• [Data for this exercise]
────

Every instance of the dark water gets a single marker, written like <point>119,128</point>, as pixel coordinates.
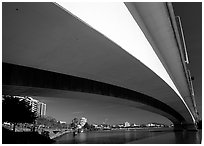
<point>122,137</point>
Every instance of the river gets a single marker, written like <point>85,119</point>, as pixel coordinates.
<point>139,137</point>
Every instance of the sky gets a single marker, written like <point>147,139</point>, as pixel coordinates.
<point>191,18</point>
<point>114,111</point>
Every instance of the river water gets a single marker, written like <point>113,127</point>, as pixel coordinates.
<point>139,137</point>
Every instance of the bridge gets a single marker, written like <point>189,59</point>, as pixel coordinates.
<point>132,51</point>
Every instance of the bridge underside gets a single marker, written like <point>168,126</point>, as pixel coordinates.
<point>46,48</point>
<point>26,81</point>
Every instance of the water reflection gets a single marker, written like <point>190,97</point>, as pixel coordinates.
<point>120,137</point>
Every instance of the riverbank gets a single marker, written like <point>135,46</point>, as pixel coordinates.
<point>53,136</point>
<point>10,137</point>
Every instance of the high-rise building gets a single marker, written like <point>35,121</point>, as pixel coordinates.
<point>36,105</point>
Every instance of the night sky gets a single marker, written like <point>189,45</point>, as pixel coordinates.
<point>191,18</point>
<point>112,110</point>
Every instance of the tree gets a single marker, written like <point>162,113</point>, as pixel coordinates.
<point>17,110</point>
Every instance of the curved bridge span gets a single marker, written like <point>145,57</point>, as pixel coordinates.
<point>48,46</point>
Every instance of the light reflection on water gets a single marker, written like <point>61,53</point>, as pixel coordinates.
<point>116,137</point>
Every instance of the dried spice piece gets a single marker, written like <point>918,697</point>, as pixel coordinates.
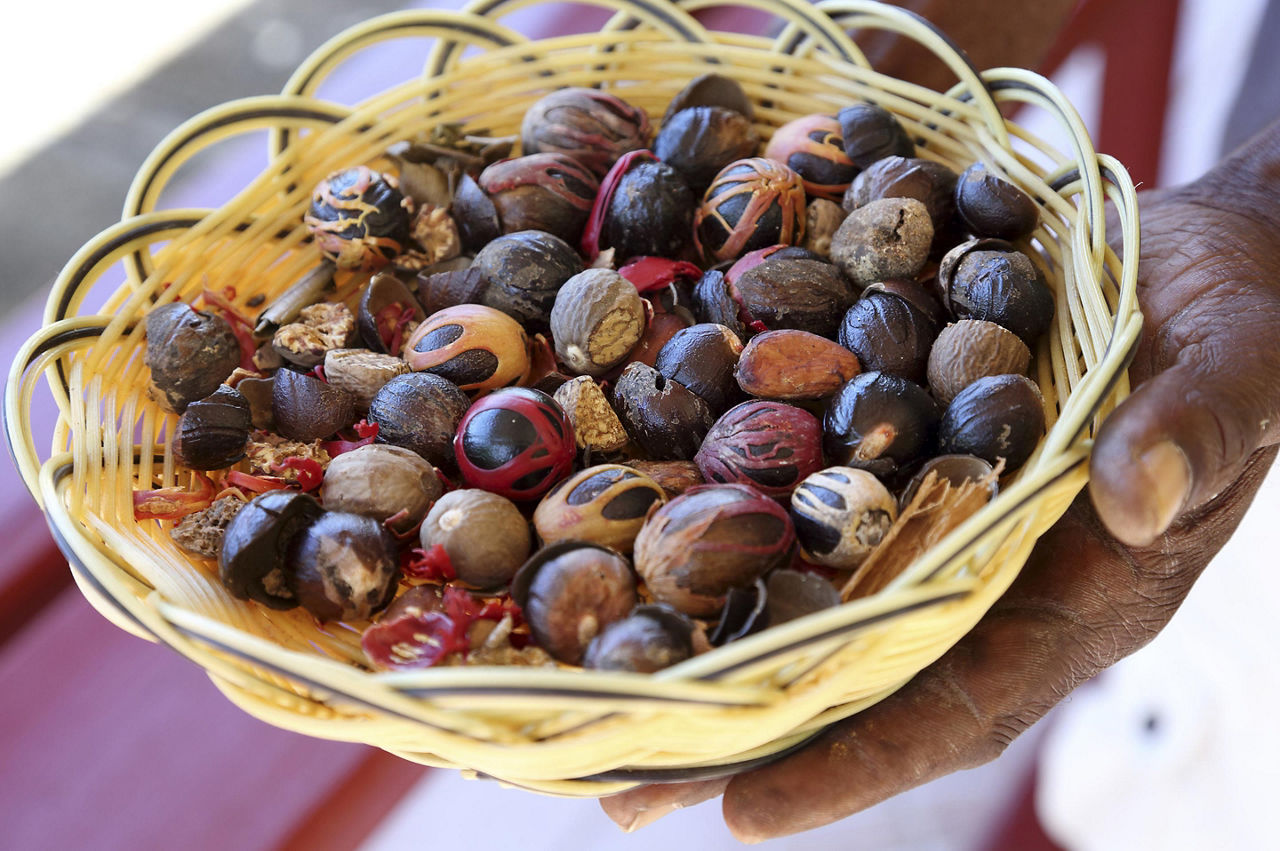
<point>570,591</point>
<point>190,355</point>
<point>937,508</point>
<point>791,365</point>
<point>472,346</point>
<point>201,532</point>
<point>320,329</point>
<point>886,238</point>
<point>597,320</point>
<point>768,445</point>
<point>595,425</point>
<point>972,349</point>
<point>588,124</point>
<point>813,146</point>
<point>483,536</point>
<point>604,504</point>
<point>711,539</point>
<point>359,218</point>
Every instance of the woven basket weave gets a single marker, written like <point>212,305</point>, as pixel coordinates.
<point>557,731</point>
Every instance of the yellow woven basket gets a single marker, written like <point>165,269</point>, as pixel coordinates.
<point>556,731</point>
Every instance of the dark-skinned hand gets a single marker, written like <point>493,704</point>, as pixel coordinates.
<point>1173,471</point>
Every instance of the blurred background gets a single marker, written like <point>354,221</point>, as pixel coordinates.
<point>112,742</point>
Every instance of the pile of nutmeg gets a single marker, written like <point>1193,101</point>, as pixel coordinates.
<point>615,401</point>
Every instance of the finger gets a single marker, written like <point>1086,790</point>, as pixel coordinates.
<point>636,808</point>
<point>1184,434</point>
<point>1080,603</point>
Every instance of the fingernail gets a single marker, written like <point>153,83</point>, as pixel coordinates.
<point>1169,475</point>
<point>648,815</point>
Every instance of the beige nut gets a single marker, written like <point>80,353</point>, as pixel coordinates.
<point>597,320</point>
<point>595,422</point>
<point>361,371</point>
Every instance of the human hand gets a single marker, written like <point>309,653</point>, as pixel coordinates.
<point>1173,471</point>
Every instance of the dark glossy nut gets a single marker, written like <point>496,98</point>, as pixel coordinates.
<point>712,539</point>
<point>841,515</point>
<point>570,593</point>
<point>995,207</point>
<point>1005,288</point>
<point>972,349</point>
<point>597,320</point>
<point>359,219</point>
<point>673,476</point>
<point>515,442</point>
<point>996,417</point>
<point>768,445</point>
<point>588,124</point>
<point>361,373</point>
<point>604,504</point>
<point>484,535</point>
<point>549,192</point>
<point>803,294</point>
<point>888,334</point>
<point>813,147</point>
<point>252,561</point>
<point>650,213</point>
<point>306,408</point>
<point>880,422</point>
<point>524,271</point>
<point>702,357</point>
<point>389,484</point>
<point>752,204</point>
<point>649,639</point>
<point>711,90</point>
<point>387,307</point>
<point>872,133</point>
<point>319,329</point>
<point>213,431</point>
<point>666,419</point>
<point>472,346</point>
<point>595,424</point>
<point>700,141</point>
<point>887,238</point>
<point>897,177</point>
<point>420,412</point>
<point>791,365</point>
<point>190,355</point>
<point>713,302</point>
<point>822,220</point>
<point>343,567</point>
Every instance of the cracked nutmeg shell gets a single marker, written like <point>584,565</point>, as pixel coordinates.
<point>472,346</point>
<point>768,445</point>
<point>360,220</point>
<point>841,515</point>
<point>343,567</point>
<point>190,353</point>
<point>211,433</point>
<point>604,504</point>
<point>597,320</point>
<point>709,540</point>
<point>252,561</point>
<point>886,238</point>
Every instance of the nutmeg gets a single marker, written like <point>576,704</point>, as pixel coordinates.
<point>597,320</point>
<point>970,349</point>
<point>791,365</point>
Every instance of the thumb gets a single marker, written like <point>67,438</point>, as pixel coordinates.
<point>1187,431</point>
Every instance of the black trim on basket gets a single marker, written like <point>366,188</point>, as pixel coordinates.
<point>849,627</point>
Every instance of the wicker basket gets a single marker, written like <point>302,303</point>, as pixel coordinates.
<point>558,731</point>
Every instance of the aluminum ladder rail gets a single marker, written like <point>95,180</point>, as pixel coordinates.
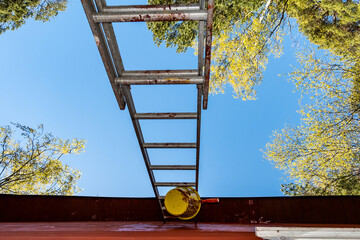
<point>100,17</point>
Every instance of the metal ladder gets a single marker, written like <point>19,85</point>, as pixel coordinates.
<point>101,17</point>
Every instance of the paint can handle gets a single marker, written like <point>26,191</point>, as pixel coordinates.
<point>210,200</point>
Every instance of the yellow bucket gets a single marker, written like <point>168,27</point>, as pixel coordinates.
<point>183,202</point>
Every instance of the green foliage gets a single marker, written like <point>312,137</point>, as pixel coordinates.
<point>240,53</point>
<point>33,166</point>
<point>331,24</point>
<point>183,34</point>
<point>14,13</point>
<point>245,33</point>
<point>321,156</point>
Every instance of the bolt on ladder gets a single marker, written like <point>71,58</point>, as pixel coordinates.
<point>100,17</point>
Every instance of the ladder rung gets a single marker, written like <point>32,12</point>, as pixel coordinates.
<point>159,73</point>
<point>153,80</point>
<point>175,184</point>
<point>169,145</point>
<point>165,115</point>
<point>150,16</point>
<point>173,167</point>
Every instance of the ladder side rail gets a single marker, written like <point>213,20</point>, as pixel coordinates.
<point>201,42</point>
<point>209,26</point>
<point>154,7</point>
<point>160,73</point>
<point>150,16</point>
<point>89,9</point>
<point>198,128</point>
<point>111,41</point>
<point>159,80</point>
<point>114,49</point>
<point>139,135</point>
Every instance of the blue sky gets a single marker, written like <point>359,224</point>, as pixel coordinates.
<point>52,73</point>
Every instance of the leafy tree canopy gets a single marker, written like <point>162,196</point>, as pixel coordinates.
<point>245,33</point>
<point>33,166</point>
<point>321,156</point>
<point>14,13</point>
<point>330,24</point>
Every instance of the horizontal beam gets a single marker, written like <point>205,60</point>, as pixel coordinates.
<point>173,167</point>
<point>175,184</point>
<point>146,8</point>
<point>192,72</point>
<point>165,115</point>
<point>150,16</point>
<point>169,145</point>
<point>153,80</point>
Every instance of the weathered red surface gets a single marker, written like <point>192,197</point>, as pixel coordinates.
<point>124,230</point>
<point>264,210</point>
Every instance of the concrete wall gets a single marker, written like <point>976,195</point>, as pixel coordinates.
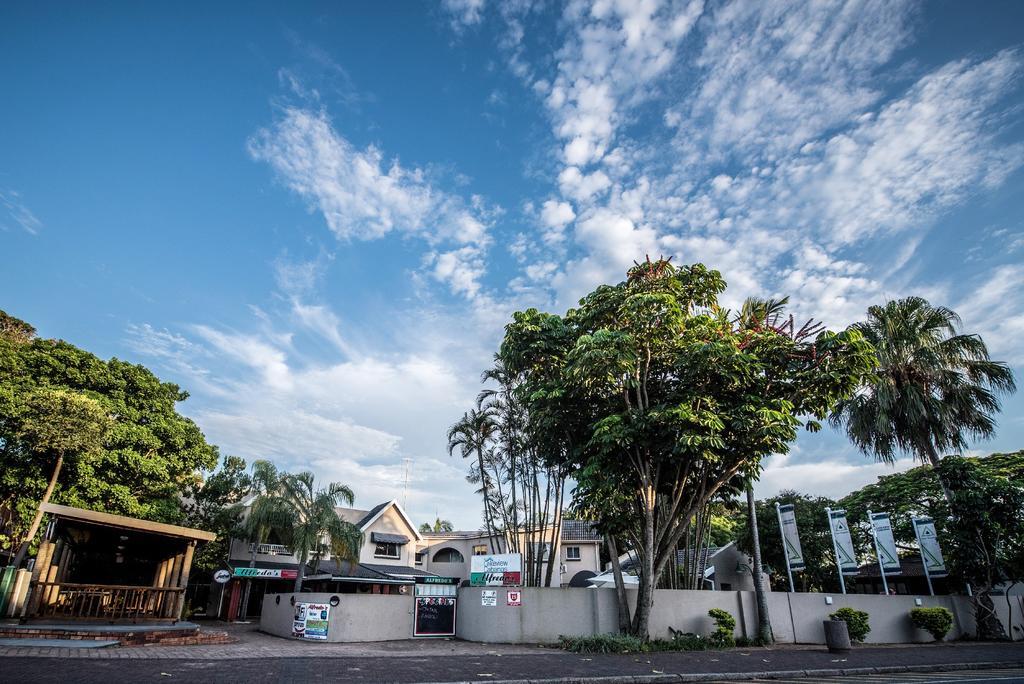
<point>547,613</point>
<point>797,617</point>
<point>357,617</point>
<point>544,615</point>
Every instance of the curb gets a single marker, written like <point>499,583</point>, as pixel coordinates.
<point>747,676</point>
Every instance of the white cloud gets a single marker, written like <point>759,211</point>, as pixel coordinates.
<point>824,477</point>
<point>464,12</point>
<point>17,212</point>
<point>361,198</point>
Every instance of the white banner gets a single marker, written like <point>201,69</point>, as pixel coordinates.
<point>503,569</point>
<point>931,554</point>
<point>886,544</point>
<point>791,538</point>
<point>844,543</point>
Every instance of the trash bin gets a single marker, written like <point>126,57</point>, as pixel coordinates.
<point>837,636</point>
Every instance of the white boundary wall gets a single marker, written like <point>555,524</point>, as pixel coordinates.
<point>546,613</point>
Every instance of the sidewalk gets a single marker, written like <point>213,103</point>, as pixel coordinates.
<point>260,657</point>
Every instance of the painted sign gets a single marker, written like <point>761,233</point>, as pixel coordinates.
<point>931,554</point>
<point>844,543</point>
<point>496,570</point>
<point>791,538</point>
<point>886,545</point>
<point>265,573</point>
<point>434,616</point>
<point>310,621</point>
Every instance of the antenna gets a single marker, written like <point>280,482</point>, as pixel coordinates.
<point>408,463</point>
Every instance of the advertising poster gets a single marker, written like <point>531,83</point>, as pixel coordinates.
<point>791,538</point>
<point>310,621</point>
<point>888,555</point>
<point>496,570</point>
<point>931,554</point>
<point>844,543</point>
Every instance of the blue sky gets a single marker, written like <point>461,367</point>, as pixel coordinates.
<point>316,218</point>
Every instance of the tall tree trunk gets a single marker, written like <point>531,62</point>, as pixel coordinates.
<point>645,596</point>
<point>616,571</point>
<point>37,520</point>
<point>765,635</point>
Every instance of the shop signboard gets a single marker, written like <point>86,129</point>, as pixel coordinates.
<point>503,569</point>
<point>265,573</point>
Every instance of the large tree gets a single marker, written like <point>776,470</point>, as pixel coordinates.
<point>148,455</point>
<point>676,398</point>
<point>936,388</point>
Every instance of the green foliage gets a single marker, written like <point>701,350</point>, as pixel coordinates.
<point>437,526</point>
<point>815,540</point>
<point>936,389</point>
<point>148,453</point>
<point>724,627</point>
<point>856,623</point>
<point>602,643</point>
<point>937,621</point>
<point>312,520</point>
<point>658,398</point>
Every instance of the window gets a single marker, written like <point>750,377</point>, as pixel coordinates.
<point>387,550</point>
<point>448,555</point>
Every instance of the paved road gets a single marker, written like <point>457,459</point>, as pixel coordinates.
<point>137,665</point>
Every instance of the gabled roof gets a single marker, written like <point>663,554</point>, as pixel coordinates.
<point>580,530</point>
<point>377,511</point>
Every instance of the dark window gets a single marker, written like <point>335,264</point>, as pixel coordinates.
<point>449,556</point>
<point>387,550</point>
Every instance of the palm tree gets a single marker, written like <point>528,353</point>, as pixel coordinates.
<point>315,523</point>
<point>266,513</point>
<point>934,391</point>
<point>471,436</point>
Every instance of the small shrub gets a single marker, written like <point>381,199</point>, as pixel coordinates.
<point>602,643</point>
<point>724,627</point>
<point>936,622</point>
<point>856,623</point>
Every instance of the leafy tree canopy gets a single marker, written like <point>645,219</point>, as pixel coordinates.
<point>150,453</point>
<point>655,398</point>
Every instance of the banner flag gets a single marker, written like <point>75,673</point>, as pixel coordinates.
<point>791,538</point>
<point>886,544</point>
<point>844,542</point>
<point>931,554</point>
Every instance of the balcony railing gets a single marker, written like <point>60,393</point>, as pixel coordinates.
<point>269,549</point>
<point>107,601</point>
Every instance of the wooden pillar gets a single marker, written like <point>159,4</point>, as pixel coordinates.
<point>41,569</point>
<point>183,578</point>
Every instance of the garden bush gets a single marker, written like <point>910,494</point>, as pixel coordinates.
<point>724,626</point>
<point>936,622</point>
<point>602,643</point>
<point>856,623</point>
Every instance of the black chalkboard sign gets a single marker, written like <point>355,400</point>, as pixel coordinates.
<point>434,616</point>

────

• [The problem] Present the lines from the one containing "Every instance of the trash" to the one containing "<point>408,463</point>", both included, as a Markdown table with the columns Row and Line. Number the rows and skip any blank lines.

• [Problem solution]
| Row | Line |
|---|---|
| 1 | Every instance of the trash bin gets a single marker, written like <point>126,57</point>, as pixel coordinates. |
| 2 | <point>837,636</point> |
| 3 | Every instance of the white boundary wall gets a single marker, written like <point>555,524</point>, as pixel coordinates. |
| 4 | <point>546,613</point> |
| 5 | Every instance of the sidewalk gets a single marker, written like <point>213,103</point>, as pixel coordinates. |
| 6 | <point>260,657</point> |
| 7 | Every instance of the painted sign gets a single marker, written like <point>761,233</point>, as pixel coordinates. |
| 8 | <point>931,554</point> |
| 9 | <point>844,543</point> |
| 10 | <point>496,570</point> |
| 11 | <point>791,538</point> |
| 12 | <point>886,545</point> |
| 13 | <point>265,573</point> |
| 14 | <point>434,616</point> |
| 15 | <point>310,621</point> |
| 16 | Every instance of the antenna gets a single marker, written like <point>280,482</point>, as pixel coordinates. |
| 17 | <point>408,463</point> |